- **Tasks and exercises**:
1. Using the article header, decide whether each statement agrees with it: (a) The article appeared in J Cheminform in 2015. (b) Robert C Glen's listed affiliation includes the University of St Andrews. (c) David Marcus is affiliated with the European Bioinformatics Institute. Answer yes or no for each, and quote the deciding words.
2. Print the part of the article header between "² European Bioinformatics" and "CB10 1SD UK.", inclusive.
3. Rewrite the article header's paragraph beginning "¹ Department of Chemistry" as a list of its two institutions.

- **Given passage**:
· · ·
Verifying the fully "Laplacianised" posterior Naïve Bayesian approach and more

Hamse Y Mussa; David Marcus; John B O Mitchell; Robert C Glen

doi:10.1186/s13321-015-0075-5

Verifying the fully "Laplacianised" posterior Naïve Bayesian approach and more

J Cheminform. 2015 Jun 12:7:27. doi: 10.1186/s13321-015-0075-5. eCollection 2015.

Authors

Hamse Y Mussa¹, David Marcus², John B O Mitchell³, Robert C Glen⁴

Affiliations

¹ Department of Chemistry, Centre for Molecular Informatics, Lensfield Road, Cambridge, England CB2 1EW UK ; EaStCHEM School of Chemistry and Biomedical Sciences Research Complex, University of St Andrews, North Haugh, St Andrews, Scotland KY16 9ST UK.
² European Bioinformatics Institute (EMBL-EBI), European Molecular Biology Laboratory, Wellcome Trust Genome Campus, Hinxton, Cambridge, England CB10 1SD UK.
³ EaStCHEM School of Chemistry and Biomedical Sciences Research Complex, University of St Andrews, North Haugh, St Andrews, Scotland KY16 9ST UK.
⁴ Department of Chemistry, Centre for Molecular Informatics, Lensfield Road, Cambridge, England CB2 1EW UK.
· · ·
- **Available data**:

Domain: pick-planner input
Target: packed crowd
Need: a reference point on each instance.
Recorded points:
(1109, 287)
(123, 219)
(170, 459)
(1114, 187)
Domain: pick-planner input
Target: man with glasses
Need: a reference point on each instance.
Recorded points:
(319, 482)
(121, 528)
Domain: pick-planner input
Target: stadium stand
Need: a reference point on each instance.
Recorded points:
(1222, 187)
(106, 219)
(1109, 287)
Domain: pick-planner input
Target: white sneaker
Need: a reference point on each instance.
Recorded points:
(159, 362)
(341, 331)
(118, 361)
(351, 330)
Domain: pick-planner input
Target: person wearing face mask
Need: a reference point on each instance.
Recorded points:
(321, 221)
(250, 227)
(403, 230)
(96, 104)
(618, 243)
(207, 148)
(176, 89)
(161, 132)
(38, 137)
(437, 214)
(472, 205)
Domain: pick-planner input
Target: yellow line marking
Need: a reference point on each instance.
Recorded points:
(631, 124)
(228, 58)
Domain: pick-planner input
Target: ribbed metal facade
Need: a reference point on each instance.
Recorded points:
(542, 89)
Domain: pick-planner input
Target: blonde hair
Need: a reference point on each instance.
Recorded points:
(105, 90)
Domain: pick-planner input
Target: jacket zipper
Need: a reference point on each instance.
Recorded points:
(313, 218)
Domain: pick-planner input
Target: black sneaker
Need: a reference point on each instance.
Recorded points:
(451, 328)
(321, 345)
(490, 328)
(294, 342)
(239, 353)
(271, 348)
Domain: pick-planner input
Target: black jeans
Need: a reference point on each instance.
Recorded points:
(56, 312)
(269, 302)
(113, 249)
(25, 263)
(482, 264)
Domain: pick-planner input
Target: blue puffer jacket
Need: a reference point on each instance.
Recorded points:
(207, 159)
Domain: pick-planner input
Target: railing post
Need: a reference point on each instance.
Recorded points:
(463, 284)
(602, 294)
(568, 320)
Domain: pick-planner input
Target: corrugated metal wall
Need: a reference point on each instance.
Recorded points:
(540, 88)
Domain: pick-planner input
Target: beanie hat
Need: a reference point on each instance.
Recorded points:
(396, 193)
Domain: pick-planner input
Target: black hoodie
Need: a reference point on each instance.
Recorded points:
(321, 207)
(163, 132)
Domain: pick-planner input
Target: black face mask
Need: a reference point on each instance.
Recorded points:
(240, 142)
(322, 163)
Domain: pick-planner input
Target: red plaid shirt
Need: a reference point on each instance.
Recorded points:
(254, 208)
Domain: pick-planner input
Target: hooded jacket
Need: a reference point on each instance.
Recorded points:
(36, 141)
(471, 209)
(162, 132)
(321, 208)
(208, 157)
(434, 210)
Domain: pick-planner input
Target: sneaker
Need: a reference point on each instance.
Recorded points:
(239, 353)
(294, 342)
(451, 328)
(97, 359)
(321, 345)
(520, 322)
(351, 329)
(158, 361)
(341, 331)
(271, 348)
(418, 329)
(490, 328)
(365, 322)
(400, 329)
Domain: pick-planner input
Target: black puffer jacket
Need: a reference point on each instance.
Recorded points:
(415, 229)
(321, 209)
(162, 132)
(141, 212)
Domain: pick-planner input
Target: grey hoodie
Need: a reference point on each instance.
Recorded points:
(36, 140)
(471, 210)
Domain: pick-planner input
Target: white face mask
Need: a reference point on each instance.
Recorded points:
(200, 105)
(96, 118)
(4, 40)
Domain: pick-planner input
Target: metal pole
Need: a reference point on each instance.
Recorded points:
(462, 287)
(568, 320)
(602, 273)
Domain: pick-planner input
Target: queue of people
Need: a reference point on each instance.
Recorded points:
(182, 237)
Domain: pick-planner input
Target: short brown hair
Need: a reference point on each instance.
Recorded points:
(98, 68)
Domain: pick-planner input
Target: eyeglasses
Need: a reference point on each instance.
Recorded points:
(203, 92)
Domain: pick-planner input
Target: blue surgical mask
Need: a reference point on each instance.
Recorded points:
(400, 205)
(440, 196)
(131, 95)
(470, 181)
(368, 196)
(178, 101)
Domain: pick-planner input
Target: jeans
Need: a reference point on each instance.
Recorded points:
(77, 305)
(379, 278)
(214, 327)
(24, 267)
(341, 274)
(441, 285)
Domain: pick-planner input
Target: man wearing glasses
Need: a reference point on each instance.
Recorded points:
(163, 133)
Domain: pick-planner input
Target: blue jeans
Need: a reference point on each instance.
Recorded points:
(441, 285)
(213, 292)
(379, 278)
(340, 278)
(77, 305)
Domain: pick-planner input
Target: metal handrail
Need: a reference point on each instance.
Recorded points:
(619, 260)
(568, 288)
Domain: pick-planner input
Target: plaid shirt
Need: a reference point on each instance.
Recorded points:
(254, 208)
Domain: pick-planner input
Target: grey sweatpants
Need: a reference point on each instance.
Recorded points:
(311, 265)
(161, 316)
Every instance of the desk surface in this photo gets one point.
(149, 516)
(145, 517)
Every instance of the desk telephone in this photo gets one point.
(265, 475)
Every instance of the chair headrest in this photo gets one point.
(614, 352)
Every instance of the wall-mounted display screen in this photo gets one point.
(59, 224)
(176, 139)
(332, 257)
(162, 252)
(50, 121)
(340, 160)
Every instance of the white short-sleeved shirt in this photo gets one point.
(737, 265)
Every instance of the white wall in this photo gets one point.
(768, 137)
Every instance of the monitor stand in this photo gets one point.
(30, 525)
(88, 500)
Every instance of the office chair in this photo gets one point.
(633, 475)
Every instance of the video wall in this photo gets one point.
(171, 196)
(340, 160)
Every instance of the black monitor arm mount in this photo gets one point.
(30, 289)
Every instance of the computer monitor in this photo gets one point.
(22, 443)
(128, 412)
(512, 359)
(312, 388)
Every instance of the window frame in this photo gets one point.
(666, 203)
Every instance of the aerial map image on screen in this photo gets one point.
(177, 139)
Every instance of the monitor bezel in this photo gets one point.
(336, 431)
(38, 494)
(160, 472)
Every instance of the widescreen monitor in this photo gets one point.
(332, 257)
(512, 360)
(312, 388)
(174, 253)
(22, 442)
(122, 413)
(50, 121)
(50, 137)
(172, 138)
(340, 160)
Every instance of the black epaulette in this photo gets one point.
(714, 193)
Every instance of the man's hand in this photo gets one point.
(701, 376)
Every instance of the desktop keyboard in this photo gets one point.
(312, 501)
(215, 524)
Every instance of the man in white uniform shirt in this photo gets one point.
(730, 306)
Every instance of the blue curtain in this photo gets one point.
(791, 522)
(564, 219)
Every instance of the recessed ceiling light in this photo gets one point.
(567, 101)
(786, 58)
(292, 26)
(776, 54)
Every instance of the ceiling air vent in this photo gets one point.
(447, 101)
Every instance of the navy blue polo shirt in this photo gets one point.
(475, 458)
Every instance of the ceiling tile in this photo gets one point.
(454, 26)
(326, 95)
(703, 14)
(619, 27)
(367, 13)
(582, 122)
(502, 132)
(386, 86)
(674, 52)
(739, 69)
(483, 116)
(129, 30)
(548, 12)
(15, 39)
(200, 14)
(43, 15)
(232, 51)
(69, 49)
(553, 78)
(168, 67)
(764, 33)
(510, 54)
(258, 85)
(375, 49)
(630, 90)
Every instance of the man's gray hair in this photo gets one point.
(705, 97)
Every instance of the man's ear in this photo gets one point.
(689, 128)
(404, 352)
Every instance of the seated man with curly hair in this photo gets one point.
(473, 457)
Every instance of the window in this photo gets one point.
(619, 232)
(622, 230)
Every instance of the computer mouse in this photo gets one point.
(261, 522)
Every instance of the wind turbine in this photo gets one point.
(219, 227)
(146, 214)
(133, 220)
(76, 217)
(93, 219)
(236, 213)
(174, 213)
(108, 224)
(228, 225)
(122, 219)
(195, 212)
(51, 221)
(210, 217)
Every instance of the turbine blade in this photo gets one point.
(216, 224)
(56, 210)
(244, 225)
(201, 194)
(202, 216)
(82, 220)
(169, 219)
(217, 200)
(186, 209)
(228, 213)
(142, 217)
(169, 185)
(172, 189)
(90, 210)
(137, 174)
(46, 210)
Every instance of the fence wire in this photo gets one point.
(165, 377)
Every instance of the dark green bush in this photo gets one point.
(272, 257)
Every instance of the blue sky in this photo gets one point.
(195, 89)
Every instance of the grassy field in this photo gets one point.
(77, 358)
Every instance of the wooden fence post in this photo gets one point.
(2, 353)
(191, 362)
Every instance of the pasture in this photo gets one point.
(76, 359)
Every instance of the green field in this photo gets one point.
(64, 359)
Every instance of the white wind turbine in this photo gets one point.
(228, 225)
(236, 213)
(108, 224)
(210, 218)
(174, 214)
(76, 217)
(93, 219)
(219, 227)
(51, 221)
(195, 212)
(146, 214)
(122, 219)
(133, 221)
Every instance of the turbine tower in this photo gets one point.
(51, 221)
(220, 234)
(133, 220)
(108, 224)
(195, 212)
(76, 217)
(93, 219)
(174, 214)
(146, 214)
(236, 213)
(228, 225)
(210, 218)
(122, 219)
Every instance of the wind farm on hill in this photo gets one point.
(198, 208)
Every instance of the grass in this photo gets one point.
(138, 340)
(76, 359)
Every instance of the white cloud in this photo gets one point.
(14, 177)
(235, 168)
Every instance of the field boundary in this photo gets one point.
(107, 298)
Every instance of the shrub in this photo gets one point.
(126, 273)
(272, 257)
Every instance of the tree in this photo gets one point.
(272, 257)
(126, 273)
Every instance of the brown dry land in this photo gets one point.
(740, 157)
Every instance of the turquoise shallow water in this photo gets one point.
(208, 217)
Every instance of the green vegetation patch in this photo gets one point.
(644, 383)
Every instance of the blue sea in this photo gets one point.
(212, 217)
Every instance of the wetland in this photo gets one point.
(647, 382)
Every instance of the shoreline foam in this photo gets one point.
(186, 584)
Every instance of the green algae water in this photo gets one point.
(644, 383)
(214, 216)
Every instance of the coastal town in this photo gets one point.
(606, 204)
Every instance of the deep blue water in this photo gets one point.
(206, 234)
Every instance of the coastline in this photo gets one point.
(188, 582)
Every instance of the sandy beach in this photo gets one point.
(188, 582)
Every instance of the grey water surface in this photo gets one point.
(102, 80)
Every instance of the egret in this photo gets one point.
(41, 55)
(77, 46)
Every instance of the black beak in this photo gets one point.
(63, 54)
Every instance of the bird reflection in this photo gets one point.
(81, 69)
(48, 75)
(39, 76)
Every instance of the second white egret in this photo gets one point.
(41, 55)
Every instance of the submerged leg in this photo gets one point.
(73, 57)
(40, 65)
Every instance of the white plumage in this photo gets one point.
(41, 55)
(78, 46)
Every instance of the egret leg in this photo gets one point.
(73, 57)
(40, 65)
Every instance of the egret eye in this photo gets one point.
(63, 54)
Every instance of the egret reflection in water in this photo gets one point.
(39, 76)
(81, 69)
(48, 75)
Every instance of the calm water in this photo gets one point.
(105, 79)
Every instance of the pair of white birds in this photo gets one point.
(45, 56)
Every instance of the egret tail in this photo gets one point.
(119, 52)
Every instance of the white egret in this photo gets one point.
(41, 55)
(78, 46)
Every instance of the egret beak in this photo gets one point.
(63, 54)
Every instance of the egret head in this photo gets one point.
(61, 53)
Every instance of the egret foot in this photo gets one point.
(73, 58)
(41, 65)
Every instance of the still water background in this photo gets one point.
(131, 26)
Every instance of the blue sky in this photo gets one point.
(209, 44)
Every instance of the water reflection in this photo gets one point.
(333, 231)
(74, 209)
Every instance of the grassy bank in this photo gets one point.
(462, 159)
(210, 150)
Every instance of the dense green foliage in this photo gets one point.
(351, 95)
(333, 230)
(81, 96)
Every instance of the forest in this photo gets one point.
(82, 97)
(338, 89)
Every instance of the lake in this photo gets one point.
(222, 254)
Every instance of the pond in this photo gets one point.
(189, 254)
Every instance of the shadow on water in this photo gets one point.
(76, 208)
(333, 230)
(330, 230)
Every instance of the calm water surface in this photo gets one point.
· · ·
- **Responses in order**:
1.
(a) Yes: "J Cheminform. 2015 Jun 12:7:27."
(b) No: "⁴ Department of Chemistry, Centre for Molecular Informatics, Lensfield Road, Cambridge, England CB2 1EW UK."
(c) Yes: "David Marcus²" and "² European Bioinformatics Institute (EMBL-EBI)"

2.
² European Bioinformatics Institute (EMBL-EBI), European Molecular Biology Laboratory, Wellcome Trust Genome Campus, Hinxton, Cambridge, England CB10 1SD UK.

3.
- Department of Chemistry, Centre for Molecular Informatics, Lensfield Road, Cambridge, England CB2 1EW UK
- EaStCHEM School of Chemistry and Biomedical Sciences Research Complex, University of St Andrews, North Haugh, St Andrews, Scotland KY16 9ST UK